Stated problem:
Copy the material below line for line, changing nothing.

Source material:
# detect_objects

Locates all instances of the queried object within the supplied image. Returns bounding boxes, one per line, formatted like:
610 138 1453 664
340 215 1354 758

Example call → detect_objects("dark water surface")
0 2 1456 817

Response to the task:
# detect_objects

Locates all instances of the queried object within the supplied image. Returns bounding boxes, one per line, formatted like:
610 138 1453 664
340 215 1354 758

Example call → detect_objects("dark water surface")
0 2 1456 817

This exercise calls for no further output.